* **Exercise brief**
List every line in the entries below that contains the word "candle". Copy each such line in full.

* **Extracted data entries**
>>>>>

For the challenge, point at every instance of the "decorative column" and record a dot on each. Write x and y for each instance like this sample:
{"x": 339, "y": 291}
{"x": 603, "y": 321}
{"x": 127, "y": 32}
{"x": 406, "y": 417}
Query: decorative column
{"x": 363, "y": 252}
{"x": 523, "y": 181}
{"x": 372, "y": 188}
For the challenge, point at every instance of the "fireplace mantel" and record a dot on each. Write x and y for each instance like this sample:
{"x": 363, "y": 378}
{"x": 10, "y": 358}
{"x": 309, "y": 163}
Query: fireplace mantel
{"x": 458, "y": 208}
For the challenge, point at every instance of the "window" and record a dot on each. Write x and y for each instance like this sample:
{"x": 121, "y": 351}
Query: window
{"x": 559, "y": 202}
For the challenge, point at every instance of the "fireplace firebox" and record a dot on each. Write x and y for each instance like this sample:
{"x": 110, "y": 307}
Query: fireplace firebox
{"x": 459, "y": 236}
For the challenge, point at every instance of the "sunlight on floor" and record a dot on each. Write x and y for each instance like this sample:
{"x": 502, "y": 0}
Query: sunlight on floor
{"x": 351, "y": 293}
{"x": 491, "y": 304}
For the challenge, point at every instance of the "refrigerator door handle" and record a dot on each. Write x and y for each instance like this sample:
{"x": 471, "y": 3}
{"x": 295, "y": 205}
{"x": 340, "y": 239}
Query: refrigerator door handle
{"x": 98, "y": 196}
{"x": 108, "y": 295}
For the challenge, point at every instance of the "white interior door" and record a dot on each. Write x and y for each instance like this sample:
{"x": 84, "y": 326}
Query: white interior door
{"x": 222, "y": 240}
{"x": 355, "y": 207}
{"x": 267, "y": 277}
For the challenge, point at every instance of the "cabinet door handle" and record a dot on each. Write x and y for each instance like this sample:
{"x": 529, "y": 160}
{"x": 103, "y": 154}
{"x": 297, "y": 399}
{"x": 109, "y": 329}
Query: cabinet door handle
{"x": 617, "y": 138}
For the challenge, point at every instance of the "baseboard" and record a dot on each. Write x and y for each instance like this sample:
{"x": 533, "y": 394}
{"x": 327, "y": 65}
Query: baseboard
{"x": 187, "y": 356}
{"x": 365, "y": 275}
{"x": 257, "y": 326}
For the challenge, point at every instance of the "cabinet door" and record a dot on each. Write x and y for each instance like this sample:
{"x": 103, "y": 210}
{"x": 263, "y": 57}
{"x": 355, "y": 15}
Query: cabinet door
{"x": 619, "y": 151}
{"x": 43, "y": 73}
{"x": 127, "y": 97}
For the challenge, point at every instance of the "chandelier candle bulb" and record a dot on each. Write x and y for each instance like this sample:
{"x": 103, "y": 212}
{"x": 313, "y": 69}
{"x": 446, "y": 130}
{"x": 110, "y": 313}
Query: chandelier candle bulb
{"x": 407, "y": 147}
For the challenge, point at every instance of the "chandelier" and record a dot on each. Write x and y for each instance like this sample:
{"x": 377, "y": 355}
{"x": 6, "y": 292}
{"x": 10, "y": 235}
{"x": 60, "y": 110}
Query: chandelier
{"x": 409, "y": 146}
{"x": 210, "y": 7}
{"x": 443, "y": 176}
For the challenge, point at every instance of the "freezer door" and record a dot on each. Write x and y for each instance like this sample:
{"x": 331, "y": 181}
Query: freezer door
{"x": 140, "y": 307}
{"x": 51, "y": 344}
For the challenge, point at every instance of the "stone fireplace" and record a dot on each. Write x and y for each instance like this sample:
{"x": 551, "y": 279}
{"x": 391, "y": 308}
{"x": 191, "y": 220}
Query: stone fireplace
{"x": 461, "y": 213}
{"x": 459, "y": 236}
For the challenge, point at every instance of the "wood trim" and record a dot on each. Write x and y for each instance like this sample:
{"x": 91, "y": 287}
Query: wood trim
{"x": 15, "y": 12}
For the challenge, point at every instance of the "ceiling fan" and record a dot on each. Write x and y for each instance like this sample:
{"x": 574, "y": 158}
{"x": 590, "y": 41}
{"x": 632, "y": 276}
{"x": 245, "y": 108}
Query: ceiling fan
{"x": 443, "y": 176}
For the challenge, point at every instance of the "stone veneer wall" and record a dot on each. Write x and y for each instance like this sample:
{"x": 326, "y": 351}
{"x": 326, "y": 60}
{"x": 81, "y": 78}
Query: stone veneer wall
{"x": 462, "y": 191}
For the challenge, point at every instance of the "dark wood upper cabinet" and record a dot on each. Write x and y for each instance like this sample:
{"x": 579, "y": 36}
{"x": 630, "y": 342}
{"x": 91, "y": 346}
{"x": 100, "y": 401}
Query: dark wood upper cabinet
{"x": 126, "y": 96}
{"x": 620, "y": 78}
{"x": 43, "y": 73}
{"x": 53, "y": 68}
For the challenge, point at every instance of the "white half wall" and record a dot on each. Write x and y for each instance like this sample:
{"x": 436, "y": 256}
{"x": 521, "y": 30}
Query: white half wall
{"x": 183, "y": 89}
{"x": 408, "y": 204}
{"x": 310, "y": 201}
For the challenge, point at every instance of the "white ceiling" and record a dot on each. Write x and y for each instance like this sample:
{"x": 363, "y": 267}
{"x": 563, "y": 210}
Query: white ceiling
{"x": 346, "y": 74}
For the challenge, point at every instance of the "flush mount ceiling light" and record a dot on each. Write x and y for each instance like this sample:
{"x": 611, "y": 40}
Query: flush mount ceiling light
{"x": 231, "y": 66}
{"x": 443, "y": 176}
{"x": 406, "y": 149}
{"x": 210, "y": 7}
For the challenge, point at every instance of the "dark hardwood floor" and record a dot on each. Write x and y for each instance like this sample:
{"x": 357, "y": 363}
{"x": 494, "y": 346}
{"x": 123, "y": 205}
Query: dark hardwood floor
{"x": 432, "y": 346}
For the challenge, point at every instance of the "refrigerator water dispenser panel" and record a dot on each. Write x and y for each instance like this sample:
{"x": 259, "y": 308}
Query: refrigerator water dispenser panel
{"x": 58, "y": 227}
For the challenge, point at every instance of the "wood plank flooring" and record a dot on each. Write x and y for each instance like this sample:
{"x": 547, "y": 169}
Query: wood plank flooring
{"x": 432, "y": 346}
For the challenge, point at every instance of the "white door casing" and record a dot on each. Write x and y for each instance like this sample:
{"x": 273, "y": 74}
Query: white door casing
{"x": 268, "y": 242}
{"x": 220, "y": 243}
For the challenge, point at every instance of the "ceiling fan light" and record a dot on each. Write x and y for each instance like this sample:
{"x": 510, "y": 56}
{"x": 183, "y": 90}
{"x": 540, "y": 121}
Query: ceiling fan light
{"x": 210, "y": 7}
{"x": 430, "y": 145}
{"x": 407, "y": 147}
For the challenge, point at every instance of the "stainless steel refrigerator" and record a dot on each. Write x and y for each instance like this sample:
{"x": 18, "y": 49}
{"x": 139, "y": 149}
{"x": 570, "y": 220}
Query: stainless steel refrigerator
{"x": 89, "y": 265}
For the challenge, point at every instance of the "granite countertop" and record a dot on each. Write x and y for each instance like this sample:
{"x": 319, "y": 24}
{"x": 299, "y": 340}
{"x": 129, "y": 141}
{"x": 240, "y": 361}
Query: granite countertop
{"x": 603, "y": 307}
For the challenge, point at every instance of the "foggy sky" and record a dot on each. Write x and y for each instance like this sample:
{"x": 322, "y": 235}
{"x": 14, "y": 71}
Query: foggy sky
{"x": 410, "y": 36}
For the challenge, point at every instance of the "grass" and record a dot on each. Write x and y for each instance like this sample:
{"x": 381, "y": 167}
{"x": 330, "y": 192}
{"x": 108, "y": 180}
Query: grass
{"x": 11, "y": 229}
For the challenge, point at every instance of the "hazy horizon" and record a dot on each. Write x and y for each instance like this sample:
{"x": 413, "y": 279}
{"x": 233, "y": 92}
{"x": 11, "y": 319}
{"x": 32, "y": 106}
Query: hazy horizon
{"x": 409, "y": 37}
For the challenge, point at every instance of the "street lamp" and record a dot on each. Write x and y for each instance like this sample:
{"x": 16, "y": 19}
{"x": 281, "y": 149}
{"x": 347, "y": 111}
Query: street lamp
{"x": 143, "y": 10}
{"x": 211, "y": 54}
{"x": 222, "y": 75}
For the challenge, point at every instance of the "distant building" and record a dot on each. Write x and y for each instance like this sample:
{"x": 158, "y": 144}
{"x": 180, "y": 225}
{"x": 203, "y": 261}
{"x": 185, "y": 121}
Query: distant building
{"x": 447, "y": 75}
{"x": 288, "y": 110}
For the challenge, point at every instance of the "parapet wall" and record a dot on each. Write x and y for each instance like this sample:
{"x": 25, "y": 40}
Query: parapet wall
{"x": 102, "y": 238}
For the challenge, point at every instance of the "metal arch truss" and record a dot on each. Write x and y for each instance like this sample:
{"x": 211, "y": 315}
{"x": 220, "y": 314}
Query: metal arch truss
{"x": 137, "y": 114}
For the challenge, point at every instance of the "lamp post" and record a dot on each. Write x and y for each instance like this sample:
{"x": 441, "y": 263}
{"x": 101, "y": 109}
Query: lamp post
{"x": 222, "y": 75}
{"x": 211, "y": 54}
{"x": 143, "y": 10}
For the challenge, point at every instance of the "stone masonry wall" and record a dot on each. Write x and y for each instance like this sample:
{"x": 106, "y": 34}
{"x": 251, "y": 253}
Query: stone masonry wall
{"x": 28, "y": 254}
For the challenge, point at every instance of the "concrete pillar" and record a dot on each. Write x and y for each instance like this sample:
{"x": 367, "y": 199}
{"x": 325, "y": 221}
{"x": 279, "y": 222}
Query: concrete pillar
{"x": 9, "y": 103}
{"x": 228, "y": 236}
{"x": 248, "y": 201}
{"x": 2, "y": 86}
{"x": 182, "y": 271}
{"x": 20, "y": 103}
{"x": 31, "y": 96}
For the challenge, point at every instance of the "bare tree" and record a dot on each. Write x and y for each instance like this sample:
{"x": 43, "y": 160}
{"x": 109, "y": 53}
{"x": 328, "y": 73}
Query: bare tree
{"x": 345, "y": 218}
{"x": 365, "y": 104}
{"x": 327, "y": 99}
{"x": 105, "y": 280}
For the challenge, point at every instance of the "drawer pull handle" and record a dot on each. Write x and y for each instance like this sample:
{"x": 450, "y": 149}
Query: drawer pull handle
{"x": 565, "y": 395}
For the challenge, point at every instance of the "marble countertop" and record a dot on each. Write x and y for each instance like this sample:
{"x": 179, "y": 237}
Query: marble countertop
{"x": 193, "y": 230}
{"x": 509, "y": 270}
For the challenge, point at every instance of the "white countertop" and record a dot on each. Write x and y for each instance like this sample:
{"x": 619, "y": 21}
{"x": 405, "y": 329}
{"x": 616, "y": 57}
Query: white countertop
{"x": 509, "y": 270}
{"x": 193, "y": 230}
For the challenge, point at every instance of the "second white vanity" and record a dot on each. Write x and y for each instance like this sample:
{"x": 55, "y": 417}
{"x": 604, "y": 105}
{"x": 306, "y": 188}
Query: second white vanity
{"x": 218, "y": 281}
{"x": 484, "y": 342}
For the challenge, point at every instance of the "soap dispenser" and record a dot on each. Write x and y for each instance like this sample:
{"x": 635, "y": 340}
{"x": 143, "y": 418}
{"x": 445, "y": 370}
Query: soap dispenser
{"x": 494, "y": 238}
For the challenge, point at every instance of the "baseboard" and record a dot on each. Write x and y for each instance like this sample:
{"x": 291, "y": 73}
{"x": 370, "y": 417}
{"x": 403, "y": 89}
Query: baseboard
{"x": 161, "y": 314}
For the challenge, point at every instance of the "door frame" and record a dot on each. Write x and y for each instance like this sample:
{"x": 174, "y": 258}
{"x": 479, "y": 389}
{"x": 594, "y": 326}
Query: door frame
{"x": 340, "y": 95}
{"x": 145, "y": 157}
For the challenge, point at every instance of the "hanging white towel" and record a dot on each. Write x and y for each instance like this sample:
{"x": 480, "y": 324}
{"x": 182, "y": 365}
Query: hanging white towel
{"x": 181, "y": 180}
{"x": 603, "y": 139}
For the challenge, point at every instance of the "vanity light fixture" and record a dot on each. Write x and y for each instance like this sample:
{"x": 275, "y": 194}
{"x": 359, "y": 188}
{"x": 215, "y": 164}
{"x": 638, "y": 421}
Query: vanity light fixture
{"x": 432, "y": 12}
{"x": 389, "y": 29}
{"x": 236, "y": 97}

<<<<<

* **Solution to the exercise**
For the challenge, point at every instance of the "chandelier candle bulb" and record a dot on each. Write x and y for each instance like this sample:
Query: chandelier candle bulb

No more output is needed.